(Saved entries)

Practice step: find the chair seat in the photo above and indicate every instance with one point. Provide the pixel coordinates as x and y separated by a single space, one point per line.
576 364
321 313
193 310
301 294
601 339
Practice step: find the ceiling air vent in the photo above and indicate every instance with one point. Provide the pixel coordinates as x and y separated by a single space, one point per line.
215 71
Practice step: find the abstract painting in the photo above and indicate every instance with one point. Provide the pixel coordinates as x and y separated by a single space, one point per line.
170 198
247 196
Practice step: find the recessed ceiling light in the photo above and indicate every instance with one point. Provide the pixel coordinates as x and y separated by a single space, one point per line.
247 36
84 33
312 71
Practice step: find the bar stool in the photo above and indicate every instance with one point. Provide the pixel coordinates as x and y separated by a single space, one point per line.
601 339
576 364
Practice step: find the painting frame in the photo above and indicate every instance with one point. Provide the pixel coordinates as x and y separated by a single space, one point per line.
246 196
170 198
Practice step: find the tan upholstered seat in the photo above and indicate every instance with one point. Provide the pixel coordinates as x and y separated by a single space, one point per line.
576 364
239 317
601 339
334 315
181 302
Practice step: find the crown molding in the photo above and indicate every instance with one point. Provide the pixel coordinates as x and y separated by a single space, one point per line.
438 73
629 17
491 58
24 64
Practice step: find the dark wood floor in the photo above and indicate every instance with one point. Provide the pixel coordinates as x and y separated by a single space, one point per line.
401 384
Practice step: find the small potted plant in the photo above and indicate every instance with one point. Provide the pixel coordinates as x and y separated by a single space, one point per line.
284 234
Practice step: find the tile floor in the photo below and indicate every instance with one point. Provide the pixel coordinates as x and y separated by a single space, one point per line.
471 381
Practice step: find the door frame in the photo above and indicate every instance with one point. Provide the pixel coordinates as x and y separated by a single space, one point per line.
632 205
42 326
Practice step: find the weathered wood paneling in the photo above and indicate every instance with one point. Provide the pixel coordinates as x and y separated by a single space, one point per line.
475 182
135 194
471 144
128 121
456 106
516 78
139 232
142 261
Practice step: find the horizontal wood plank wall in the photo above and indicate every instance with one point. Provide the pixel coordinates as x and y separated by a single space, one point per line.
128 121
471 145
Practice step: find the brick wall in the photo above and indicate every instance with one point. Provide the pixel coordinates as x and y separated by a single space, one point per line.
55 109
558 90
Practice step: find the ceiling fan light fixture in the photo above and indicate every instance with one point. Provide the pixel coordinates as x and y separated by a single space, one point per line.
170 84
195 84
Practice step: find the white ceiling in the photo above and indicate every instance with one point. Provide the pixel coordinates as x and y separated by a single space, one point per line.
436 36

## [Brief]
Set down each line of the data precisely as it appears above.

## [Response area]
Practice step: find the chair seat in the photo above and indicate every instance with one point. Provide the pixel coordinates as x and y separated by a single space, one point per line.
576 364
321 313
193 310
301 294
601 339
Practice step: find the ceiling air vent in the photo above and indicate every instance with one point. Provide the pixel coordinates as x and y separated by a single space, one point per line.
215 71
Practice step: find the abstract painting in the photo above and indicate every instance with one point. Provide the pixel coordinates as x and y separated by a single space, one point per line.
170 198
247 196
Practice step: find the recessed ceiling light in the photo above and indicate every instance with one point. Provide the pixel coordinates as x and y separated by a single space, one point per line.
247 36
84 33
312 71
Practice step: find the bar stool in the photo above and indicate every instance with one point. Provide the pixel coordinates as x and y separated by a single space, one point per line.
601 339
576 364
Practice step: find the painting frame in the photo above and indicate every instance with one point. Provide the pixel coordinates as x and y separated by a single space, one point per line.
246 196
170 198
Practice step: find the tan upholstered seat in the photo above and indicate every instance with one point. Provide the pixel coordinates as x and y separated by a single space, one point per line.
576 364
239 317
601 339
334 315
181 302
Practice step: find the crown molding in the photo above and indicate every instance with one point. Provide the pixel coordinates as x and y separated by a single space, one point per line.
438 73
629 17
491 58
24 64
Practice step: find the dark wood floor in the photo above and indicate every instance with one point. Provide the pixel coordinates as x and y separated by a single space, one point per line.
401 384
Practice step: find the small potted plant in the photo above and indicate every instance with one point. Provide the pixel coordinates as x and y separated by a single space, one point per line.
284 234
Practice step: find the tile floor in the photo below and indicate every instance with one point. Provide the pixel coordinates as x and y separated by a single space, one point per line.
471 381
Practice step: find the door frame in the photo above and indicate every instance with one point. Provide the pixel coordinates as x and y separated by a single space, one point per line.
632 205
42 326
Practice step: find the weathered wood paneling in the photo above and indicate every instance with one point. Provide the pixel coordinates as x and y separated by a single space, one point per line.
475 182
135 194
471 144
128 121
456 106
516 78
139 232
142 261
Practice step: find the horizontal wood plank wall in the photo above and indicate every instance with one point. Provide the pixel coordinates as x and y separated by a single space, one point per line.
128 121
471 145
Practice step: find the brick wall in the photo above and indicate every instance with one point. Provide the pixel coordinates as x and y separated by a single space, one point per line.
55 109
558 90
Practice step: find the ceiling fan light fixture in the photo above and indicate every instance with one point. Provide the pixel coordinates as x and y separated by a single space, one point per line.
170 84
195 84
Practice step: find the white ceiling in the photo above and indicate every instance with one point. Provide the pixel coordinates as x and y separated by a single space, one point per line.
436 36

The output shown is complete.